Extrait proposé –
________________________________________

Certains sites réalisés entièrement par l'intelligence artificielle (IA) commencent à apparaître. Certes, pour l'heure, les initiatives restent limitées. Mais certains tentent de créer une niche, d'expérimenter un nouveau mode de création des contenus, en le revendiquant clairement… ou pas.
Magazine en kiosque
C'est par exemple le cas du magazine (papier et Web) « LHC - Les Heures Claires », qui se présente comme le premier magazine français généré à 99 % par l'IA, lancé il y a quelques semaines. Comme un support classique, il comporte des actualités, des interviews (avec des questions posées par un robot), des pages consacrées à la mode ou un horoscope.
A la manoeuvre, Rémy Rostan, ancien photographe. « Je suis toujours assez surpris par ce que propose ChatGPT », avoue-t-il. Le magazine sponsorisé par Easy Partner, cabinet de recrutement spécialisé dans le numérique, a vocation à être lancé en kiosque au printemps avec une fréquence mensuelle. « Je vise la communauté des technophiles et des curieux », explique Rémy Rostan, qui espère atteindre les 20.000 ventes.
Autres exemples : Tech Generation et Cuisine Generation, lancés au printemps par un consultant spécialisé en innovation chez Viseo, Ari Kouts. Il a connecté le site tech avec différents journaux spécialisés dans ce secteur, comme TechCrunch. Chaque « journaliste » fictif (qui a son style bien à lui) reprend donc des articles de presse sur des sujets d'actualité (la crise chez OpenAI, des déclarations de Musk…), les réécrit en donnant la source et ce, sans aucune intervention humaine. Au final, quelques incohérences, des maladresses mais des articles qui ressemblent à certains billets de blogs.

________________________________________

Données fournies –

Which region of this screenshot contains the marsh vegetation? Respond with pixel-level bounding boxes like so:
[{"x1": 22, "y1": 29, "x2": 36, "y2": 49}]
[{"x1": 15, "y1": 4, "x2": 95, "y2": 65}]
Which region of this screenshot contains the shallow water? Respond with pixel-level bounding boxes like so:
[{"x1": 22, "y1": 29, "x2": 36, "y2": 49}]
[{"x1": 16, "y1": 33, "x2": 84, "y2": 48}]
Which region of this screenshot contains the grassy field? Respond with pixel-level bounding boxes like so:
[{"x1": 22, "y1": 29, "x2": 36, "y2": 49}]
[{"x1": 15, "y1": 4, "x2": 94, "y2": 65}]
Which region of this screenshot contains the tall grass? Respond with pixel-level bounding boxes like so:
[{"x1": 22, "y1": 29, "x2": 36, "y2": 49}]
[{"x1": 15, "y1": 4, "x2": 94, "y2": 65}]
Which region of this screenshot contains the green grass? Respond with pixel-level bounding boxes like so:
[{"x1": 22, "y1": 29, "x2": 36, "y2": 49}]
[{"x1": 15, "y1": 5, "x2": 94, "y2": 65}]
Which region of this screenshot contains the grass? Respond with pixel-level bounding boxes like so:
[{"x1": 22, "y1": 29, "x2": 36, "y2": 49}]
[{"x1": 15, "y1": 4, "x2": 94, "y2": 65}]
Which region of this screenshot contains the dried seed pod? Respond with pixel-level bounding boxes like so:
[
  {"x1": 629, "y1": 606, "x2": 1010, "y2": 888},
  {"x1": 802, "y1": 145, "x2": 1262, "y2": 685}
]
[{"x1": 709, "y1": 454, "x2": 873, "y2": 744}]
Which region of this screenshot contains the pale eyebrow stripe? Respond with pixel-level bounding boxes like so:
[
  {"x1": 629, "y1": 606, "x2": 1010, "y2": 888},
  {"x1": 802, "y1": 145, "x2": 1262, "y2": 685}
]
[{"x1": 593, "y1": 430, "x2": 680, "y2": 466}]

________________________________________

Marche à suivre –
D'après l'extrait proposé, combien de ventes Rémy Rostan espère-t-il atteindre avec son magazine ? Répondez en vous appuyant uniquement sur l'extrait proposé.

Résultat attendu –
Il espère atteindre les 20.000 ventes.